Stored records:
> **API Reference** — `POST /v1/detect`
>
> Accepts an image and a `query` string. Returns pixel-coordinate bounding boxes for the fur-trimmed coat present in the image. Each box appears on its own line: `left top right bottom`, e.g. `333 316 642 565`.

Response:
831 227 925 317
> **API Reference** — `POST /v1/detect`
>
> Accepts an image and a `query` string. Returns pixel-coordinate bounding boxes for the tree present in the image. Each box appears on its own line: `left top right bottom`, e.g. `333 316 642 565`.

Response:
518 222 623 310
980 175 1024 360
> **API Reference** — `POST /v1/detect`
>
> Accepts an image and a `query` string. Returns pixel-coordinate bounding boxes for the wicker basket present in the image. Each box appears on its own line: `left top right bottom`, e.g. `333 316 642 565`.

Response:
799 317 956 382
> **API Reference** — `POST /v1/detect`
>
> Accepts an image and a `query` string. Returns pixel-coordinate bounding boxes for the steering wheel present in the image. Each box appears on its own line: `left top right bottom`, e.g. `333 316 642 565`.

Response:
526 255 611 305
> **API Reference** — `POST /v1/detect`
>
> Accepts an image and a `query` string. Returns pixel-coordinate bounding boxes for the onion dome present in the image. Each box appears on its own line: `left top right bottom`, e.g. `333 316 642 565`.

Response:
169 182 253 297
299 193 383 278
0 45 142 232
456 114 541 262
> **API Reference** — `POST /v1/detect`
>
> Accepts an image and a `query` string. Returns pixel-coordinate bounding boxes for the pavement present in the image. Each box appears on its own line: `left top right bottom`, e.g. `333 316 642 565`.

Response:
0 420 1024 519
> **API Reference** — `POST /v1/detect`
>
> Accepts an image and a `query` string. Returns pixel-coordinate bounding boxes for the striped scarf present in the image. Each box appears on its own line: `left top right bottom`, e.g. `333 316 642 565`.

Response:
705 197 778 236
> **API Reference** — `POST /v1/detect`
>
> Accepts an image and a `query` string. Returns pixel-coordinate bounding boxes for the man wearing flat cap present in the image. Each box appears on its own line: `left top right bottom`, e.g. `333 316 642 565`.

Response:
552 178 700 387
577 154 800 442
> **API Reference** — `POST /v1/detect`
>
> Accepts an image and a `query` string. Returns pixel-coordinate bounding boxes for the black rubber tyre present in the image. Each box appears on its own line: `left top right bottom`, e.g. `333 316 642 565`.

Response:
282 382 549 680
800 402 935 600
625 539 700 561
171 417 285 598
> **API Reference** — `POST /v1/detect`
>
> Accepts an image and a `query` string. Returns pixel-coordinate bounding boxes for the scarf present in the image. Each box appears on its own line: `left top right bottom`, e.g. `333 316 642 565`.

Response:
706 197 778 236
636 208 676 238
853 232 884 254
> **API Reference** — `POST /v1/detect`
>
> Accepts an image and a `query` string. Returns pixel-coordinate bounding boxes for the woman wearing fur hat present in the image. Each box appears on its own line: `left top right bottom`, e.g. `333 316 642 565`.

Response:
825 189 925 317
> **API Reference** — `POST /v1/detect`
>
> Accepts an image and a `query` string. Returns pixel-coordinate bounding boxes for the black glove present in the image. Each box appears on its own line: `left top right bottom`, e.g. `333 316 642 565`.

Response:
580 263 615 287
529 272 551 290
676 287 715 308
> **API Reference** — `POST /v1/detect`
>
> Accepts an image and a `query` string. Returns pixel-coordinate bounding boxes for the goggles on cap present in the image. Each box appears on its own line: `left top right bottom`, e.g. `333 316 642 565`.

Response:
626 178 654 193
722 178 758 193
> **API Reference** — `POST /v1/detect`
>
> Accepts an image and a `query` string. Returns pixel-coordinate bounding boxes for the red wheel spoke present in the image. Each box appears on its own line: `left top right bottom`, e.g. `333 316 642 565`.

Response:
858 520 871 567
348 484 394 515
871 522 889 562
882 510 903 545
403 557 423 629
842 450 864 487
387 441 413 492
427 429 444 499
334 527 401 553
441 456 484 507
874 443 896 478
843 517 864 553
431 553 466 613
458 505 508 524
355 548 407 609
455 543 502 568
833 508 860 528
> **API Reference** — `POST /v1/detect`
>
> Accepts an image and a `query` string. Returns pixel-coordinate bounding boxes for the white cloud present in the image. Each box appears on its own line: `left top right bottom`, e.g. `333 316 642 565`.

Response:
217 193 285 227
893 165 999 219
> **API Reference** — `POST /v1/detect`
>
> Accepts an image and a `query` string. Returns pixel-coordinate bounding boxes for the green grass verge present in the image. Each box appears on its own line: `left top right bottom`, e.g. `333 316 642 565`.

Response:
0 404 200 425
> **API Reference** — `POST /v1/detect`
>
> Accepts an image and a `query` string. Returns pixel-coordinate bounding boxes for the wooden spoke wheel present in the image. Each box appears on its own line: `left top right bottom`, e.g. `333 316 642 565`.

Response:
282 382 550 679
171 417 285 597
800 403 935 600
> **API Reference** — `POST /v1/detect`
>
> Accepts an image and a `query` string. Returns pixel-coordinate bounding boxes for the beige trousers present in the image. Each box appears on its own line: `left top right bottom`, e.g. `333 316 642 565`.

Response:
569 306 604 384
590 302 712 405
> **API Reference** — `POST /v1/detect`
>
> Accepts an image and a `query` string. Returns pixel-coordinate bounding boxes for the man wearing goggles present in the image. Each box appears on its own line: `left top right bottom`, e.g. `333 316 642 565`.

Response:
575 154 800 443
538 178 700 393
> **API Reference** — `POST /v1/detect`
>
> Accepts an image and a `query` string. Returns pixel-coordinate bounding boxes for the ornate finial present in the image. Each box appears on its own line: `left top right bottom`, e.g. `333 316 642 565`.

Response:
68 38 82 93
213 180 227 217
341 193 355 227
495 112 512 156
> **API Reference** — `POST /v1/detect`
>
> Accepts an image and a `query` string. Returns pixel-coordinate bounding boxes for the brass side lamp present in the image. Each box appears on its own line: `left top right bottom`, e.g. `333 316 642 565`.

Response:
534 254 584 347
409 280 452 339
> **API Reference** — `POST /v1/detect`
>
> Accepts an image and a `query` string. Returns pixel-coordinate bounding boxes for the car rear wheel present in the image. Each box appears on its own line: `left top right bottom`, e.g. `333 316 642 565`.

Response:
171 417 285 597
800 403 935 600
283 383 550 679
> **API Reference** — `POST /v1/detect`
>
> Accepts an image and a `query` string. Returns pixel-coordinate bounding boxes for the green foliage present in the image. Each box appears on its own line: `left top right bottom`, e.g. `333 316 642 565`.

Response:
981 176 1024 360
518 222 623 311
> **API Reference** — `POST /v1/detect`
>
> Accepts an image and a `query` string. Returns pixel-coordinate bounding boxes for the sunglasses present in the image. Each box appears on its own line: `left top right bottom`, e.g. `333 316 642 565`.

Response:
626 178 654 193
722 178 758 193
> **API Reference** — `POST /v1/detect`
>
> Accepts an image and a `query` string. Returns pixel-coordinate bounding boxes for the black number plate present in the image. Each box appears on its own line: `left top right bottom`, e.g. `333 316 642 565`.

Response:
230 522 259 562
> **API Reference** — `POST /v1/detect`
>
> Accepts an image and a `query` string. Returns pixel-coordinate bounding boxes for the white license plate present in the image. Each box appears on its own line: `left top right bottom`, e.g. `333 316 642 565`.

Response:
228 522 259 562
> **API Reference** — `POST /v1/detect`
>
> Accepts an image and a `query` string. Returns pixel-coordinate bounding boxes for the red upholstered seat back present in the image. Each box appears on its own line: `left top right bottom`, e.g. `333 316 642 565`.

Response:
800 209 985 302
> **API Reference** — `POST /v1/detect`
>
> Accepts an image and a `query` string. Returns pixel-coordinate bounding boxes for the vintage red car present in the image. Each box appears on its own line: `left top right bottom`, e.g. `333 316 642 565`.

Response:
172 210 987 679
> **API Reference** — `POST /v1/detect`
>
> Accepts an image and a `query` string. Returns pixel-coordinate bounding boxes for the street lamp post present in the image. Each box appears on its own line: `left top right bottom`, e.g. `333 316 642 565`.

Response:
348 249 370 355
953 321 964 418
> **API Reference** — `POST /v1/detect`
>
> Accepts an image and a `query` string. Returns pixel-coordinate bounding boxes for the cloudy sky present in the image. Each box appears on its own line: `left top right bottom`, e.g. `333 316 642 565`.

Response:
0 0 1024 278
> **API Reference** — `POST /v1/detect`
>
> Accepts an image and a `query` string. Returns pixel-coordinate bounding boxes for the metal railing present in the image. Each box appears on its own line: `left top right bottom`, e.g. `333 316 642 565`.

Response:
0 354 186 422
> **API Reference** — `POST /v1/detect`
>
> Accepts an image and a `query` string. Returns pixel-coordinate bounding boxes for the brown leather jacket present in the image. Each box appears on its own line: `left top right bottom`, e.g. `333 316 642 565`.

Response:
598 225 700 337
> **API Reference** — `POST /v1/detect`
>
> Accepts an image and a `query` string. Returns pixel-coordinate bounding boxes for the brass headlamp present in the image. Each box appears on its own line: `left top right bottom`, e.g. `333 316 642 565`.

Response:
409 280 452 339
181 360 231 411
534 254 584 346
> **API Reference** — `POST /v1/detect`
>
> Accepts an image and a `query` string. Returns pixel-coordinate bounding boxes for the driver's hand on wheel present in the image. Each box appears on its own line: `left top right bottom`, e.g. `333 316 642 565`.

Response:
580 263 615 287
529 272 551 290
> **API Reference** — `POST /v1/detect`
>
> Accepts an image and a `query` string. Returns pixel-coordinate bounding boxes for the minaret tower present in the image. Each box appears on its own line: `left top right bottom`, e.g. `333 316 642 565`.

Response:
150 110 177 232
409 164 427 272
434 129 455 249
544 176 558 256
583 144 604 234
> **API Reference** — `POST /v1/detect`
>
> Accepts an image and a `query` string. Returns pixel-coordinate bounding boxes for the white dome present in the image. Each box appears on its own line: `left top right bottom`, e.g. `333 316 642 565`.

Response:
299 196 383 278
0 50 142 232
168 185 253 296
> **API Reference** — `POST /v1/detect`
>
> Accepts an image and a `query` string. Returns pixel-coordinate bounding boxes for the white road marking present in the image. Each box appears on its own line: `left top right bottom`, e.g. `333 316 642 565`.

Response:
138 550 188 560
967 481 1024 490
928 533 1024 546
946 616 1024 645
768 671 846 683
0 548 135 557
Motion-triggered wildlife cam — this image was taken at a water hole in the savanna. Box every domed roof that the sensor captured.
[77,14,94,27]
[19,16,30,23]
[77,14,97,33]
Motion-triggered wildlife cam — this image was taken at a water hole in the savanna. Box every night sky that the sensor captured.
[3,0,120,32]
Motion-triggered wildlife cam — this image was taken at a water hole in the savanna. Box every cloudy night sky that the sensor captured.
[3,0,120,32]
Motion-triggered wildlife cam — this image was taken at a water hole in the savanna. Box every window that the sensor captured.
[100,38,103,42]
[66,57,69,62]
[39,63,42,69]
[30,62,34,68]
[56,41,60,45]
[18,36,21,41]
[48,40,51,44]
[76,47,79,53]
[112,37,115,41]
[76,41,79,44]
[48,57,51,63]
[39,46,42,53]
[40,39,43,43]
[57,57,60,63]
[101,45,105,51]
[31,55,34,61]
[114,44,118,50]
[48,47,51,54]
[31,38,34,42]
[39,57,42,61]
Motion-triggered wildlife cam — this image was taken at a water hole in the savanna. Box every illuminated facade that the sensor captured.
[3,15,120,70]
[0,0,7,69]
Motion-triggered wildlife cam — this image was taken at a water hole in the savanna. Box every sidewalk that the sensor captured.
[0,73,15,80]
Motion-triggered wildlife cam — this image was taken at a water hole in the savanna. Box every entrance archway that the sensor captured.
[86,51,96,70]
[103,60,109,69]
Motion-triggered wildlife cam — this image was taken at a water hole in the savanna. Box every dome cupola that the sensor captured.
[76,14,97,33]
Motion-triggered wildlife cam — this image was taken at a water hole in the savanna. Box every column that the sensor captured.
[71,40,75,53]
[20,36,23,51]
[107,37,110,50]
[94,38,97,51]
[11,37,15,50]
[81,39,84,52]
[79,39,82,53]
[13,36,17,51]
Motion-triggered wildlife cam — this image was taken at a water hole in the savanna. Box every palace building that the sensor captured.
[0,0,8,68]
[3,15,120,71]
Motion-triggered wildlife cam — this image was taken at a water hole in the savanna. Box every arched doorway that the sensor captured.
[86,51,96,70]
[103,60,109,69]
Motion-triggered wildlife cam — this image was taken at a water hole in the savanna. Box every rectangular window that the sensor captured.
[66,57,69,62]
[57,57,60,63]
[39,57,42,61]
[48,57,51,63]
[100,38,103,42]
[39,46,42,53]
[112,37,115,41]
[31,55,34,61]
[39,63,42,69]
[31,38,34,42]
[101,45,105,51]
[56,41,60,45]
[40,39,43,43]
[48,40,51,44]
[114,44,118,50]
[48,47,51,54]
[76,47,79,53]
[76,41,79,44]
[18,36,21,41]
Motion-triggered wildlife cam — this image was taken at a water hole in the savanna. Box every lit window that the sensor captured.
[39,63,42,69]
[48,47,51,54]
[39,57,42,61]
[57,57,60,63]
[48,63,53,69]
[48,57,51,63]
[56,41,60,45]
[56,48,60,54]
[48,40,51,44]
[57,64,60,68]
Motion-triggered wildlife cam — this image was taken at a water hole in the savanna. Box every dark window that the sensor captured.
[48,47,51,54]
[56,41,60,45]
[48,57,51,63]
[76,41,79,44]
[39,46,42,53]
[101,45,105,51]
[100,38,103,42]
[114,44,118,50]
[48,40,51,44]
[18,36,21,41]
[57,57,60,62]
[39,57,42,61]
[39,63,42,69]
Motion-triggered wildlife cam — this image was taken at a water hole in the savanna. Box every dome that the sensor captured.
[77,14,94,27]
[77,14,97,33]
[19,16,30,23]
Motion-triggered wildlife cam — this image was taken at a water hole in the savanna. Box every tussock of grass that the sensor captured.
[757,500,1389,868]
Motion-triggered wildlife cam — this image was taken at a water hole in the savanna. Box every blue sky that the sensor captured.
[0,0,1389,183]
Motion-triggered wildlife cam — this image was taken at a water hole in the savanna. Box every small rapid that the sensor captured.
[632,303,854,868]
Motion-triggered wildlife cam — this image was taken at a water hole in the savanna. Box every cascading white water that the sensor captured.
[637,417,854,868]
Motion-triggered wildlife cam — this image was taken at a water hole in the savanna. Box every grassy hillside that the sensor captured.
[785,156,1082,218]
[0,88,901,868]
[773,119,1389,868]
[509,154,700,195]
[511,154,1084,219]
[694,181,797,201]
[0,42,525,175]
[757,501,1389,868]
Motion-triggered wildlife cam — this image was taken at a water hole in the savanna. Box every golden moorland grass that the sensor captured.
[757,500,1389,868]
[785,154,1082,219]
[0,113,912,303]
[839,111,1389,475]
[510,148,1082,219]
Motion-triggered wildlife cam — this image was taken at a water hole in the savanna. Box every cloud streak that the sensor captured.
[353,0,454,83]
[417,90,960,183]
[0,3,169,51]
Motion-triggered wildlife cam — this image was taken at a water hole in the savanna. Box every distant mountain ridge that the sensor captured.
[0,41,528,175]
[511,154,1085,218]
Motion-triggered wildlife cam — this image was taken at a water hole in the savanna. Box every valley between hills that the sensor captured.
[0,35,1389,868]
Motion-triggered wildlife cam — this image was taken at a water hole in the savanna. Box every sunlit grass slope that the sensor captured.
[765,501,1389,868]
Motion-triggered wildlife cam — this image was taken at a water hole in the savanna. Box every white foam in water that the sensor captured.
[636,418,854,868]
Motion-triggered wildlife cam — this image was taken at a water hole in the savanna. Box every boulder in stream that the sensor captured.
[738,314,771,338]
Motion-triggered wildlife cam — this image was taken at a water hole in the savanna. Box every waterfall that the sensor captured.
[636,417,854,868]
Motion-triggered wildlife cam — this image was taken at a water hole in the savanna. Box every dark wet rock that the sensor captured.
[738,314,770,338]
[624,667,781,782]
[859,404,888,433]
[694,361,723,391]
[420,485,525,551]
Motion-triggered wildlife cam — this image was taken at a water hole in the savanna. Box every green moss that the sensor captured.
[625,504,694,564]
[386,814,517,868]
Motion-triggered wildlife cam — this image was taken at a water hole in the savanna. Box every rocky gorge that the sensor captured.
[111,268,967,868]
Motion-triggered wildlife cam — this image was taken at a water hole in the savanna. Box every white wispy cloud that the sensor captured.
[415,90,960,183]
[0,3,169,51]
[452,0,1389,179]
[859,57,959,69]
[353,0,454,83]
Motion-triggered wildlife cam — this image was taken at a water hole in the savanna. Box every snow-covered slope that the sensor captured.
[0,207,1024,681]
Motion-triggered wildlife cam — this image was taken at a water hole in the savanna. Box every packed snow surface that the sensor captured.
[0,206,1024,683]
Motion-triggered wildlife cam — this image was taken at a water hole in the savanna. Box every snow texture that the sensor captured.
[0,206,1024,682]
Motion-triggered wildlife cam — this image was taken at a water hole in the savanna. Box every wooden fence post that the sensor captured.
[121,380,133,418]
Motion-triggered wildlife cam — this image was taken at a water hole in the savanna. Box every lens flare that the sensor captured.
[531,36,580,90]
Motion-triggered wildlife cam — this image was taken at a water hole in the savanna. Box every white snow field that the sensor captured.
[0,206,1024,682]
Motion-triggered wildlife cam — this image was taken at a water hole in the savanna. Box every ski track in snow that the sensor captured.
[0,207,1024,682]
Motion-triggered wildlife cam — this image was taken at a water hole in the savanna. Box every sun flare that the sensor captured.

What is required:
Report every line of the material that contains the word "black".

Result of this task:
> Accepts an image and a `query` string. Returns pixel-coordinate bounding boxes for the black rubber tyre present in the image. Each box appears on its own line: `left top right bottom`, e.g. `333 316 642 565`.
> Accepts an image and a `query` string. Returns pixel-coordinate bounding boxes for the black glove present in the image. Each box appears on its own line: `left top right bottom`, e.g. `333 316 642 565`.
> Accepts an image and a `query` string. Returns pixel-coordinate bounding boxes for the black number plate present in the image. Each box appears on its own line: `left top right bottom`, e.g. `333 316 642 565`.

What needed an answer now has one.